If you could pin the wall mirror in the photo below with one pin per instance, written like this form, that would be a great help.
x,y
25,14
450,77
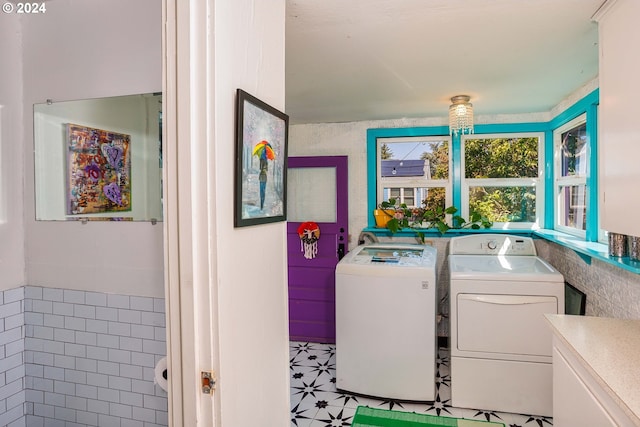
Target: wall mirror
x,y
99,159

## Exercise directions
Please return each line of the listing exactly as written, excluding the images.

## Answer space
If you could pin the wall mirror in the photo below with one pin per instance, written like this form, that would be a great help.
x,y
25,14
450,77
Target: wall mirror
x,y
99,159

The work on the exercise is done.